*Data for this task:*
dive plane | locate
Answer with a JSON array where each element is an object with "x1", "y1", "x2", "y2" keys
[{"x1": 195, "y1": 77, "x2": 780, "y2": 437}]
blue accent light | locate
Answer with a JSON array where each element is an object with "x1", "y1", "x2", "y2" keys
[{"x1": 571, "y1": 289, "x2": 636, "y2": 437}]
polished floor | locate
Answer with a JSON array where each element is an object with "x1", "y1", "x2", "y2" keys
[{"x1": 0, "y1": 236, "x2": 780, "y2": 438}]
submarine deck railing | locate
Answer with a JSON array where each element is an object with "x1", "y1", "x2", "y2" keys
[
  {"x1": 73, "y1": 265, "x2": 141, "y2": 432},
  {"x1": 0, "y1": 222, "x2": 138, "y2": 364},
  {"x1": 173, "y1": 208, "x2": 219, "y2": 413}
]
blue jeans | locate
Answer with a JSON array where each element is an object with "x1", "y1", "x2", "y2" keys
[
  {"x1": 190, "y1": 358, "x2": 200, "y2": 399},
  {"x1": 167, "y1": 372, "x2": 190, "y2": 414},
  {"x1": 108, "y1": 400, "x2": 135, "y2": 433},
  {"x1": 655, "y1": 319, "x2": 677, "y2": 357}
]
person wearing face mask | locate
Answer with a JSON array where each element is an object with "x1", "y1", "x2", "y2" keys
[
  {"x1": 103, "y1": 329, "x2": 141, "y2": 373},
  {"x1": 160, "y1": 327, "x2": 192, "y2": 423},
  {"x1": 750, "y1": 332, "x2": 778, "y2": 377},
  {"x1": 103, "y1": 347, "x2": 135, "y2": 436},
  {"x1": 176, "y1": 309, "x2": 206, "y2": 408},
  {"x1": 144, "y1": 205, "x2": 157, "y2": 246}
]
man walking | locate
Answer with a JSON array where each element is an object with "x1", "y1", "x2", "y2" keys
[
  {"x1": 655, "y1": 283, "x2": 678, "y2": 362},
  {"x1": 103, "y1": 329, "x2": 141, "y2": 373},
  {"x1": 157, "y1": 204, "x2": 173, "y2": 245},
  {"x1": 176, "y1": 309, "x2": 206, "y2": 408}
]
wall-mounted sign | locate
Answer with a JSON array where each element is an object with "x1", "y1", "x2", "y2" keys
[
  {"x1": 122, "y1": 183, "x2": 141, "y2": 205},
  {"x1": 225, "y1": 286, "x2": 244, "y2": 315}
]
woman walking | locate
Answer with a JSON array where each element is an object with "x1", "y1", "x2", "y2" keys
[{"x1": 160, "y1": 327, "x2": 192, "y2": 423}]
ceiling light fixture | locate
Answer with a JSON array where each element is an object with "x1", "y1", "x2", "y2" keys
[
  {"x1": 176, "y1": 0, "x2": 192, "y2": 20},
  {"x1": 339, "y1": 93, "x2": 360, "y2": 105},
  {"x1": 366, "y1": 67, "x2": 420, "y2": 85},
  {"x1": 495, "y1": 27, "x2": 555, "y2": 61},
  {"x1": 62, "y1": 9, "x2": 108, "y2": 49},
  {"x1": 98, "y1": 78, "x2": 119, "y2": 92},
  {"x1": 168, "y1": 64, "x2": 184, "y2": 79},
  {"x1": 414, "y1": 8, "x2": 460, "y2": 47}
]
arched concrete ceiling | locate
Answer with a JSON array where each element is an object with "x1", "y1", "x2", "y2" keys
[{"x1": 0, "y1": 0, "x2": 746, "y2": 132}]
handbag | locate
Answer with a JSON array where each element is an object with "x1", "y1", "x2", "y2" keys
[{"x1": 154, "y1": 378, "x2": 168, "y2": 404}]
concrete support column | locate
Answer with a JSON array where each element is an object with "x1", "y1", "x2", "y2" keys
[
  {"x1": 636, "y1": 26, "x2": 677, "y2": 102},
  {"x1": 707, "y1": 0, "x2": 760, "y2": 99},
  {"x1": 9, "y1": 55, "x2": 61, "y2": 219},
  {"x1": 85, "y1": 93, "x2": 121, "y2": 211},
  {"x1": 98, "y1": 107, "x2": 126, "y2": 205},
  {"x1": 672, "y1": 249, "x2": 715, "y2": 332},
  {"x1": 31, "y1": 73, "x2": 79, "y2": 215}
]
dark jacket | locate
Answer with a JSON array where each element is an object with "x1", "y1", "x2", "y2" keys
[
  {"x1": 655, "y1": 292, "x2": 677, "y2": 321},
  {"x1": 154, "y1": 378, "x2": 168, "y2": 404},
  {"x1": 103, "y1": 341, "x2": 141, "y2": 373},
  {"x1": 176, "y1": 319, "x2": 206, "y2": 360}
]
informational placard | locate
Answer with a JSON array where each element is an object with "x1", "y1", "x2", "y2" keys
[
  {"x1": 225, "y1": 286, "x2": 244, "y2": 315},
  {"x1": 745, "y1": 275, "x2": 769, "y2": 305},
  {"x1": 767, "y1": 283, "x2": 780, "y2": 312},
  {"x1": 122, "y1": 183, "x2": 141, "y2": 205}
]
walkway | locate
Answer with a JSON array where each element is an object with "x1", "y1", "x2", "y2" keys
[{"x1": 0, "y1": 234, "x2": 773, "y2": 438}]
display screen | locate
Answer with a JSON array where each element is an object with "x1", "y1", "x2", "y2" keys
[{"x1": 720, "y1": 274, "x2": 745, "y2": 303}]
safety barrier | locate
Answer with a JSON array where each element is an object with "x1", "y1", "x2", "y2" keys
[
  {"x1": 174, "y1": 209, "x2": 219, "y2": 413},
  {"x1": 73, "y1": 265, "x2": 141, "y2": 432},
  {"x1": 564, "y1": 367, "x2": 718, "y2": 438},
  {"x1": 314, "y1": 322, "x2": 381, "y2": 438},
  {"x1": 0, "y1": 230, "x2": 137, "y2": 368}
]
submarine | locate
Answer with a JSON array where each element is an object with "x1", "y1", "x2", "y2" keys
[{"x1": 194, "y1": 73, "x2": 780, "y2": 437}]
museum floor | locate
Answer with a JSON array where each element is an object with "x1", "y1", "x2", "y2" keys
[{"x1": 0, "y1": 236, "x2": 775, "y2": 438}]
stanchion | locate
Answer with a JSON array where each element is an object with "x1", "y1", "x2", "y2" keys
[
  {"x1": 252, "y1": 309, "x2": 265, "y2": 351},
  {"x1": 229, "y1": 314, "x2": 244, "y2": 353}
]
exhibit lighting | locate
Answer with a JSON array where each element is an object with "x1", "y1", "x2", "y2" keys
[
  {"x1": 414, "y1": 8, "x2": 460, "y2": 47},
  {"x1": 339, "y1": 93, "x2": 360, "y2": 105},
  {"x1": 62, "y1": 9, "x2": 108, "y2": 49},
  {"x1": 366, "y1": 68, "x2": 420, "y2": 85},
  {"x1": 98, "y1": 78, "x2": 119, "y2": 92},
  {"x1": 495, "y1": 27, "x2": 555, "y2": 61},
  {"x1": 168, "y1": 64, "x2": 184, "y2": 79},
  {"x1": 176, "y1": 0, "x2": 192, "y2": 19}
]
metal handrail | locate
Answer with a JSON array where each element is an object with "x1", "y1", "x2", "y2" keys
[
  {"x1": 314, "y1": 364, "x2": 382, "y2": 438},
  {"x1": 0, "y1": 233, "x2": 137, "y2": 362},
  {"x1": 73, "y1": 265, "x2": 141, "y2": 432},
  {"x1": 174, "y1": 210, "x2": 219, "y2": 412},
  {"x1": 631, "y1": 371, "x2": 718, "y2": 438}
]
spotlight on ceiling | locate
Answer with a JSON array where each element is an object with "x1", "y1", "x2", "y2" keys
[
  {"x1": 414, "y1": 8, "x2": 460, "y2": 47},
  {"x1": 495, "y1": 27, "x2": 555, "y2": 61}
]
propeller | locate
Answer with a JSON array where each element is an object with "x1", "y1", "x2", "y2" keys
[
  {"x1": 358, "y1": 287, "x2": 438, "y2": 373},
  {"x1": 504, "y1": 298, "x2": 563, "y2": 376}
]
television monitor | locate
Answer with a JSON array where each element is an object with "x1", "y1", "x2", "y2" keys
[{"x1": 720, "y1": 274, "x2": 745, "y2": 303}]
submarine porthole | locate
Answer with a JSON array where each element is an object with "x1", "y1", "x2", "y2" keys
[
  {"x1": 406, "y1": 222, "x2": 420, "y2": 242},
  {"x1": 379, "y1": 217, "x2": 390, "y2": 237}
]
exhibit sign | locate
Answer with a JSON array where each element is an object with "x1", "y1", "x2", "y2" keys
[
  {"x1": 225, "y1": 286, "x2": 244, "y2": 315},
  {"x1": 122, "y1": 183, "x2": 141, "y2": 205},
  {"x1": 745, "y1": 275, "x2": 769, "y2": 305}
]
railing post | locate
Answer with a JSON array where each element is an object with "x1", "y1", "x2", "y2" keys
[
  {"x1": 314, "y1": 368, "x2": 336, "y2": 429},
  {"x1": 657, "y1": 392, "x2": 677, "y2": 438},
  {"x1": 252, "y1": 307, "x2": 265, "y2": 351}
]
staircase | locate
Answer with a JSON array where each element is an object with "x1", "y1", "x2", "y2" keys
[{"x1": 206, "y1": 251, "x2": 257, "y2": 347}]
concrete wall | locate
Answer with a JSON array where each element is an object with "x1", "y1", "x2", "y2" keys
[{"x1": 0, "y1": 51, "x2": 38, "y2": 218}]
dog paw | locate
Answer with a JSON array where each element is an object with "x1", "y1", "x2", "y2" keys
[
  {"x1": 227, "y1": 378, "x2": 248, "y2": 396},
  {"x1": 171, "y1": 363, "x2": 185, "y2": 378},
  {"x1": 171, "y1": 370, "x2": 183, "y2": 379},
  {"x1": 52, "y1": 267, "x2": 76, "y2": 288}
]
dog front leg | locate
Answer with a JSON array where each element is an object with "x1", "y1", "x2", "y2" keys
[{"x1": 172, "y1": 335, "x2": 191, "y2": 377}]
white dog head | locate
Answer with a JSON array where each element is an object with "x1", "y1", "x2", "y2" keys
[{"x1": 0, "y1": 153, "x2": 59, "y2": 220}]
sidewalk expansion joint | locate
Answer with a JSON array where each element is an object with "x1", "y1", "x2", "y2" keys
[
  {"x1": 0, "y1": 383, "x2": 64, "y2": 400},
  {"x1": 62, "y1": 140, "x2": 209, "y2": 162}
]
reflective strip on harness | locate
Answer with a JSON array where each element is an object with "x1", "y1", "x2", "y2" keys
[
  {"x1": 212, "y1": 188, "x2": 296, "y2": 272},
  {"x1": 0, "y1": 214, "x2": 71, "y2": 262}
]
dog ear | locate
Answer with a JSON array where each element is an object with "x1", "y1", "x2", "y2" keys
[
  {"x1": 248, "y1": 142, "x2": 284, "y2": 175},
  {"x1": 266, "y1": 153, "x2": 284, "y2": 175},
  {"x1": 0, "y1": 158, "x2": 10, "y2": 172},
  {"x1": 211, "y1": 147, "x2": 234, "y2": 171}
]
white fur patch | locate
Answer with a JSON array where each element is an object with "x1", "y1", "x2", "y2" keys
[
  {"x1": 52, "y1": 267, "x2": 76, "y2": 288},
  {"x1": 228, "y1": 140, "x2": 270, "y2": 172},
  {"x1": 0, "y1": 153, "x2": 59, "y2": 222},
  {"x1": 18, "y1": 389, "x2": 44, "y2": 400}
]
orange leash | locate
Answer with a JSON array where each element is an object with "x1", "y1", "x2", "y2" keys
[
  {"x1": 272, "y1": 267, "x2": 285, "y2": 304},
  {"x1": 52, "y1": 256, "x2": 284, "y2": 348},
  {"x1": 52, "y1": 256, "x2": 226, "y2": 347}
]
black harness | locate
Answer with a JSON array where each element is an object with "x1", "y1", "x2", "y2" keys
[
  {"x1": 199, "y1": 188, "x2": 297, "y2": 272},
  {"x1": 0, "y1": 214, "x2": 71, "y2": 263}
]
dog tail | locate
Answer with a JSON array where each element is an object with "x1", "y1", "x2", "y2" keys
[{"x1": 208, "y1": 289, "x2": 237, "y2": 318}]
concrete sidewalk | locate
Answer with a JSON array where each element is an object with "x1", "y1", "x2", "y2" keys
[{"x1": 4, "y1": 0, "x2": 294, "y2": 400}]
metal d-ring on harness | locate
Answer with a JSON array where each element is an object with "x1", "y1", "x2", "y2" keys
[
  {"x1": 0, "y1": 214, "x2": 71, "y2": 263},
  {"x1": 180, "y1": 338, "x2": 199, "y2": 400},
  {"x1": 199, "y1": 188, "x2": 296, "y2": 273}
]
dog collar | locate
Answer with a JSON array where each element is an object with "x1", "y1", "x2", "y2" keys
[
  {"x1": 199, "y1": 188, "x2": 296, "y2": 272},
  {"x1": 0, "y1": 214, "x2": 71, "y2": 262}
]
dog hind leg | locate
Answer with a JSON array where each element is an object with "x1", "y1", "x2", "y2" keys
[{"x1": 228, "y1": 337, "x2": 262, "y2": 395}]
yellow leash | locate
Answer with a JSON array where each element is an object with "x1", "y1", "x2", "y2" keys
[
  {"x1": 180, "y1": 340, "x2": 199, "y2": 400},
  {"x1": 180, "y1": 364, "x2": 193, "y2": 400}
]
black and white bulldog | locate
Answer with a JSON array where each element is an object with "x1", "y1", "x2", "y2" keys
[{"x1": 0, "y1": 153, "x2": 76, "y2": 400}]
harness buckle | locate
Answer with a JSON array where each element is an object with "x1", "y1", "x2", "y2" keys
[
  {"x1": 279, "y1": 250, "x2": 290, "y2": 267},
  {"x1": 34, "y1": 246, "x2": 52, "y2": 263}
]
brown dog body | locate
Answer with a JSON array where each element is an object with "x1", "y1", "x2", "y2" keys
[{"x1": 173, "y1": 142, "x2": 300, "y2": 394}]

*Exercise requirements:* Reproduce word for word the part of the listing that begins at the line containing "black and white bulldog | locate" and runs through the final line of the listing, including both of those lines.

*Task answer:*
black and white bulldog | locate
Answer with a JSON array where each element is an object with "x1", "y1", "x2", "y2" keys
[{"x1": 0, "y1": 153, "x2": 76, "y2": 400}]
harness buckle | locate
Answer with a JSON array where each element is an object with "x1", "y1", "x2", "y2" keys
[
  {"x1": 279, "y1": 250, "x2": 290, "y2": 267},
  {"x1": 34, "y1": 246, "x2": 52, "y2": 263}
]
brown dog body | locate
Answer with a JSON array where each element is an object with "x1", "y1", "x2", "y2" keys
[{"x1": 173, "y1": 142, "x2": 300, "y2": 394}]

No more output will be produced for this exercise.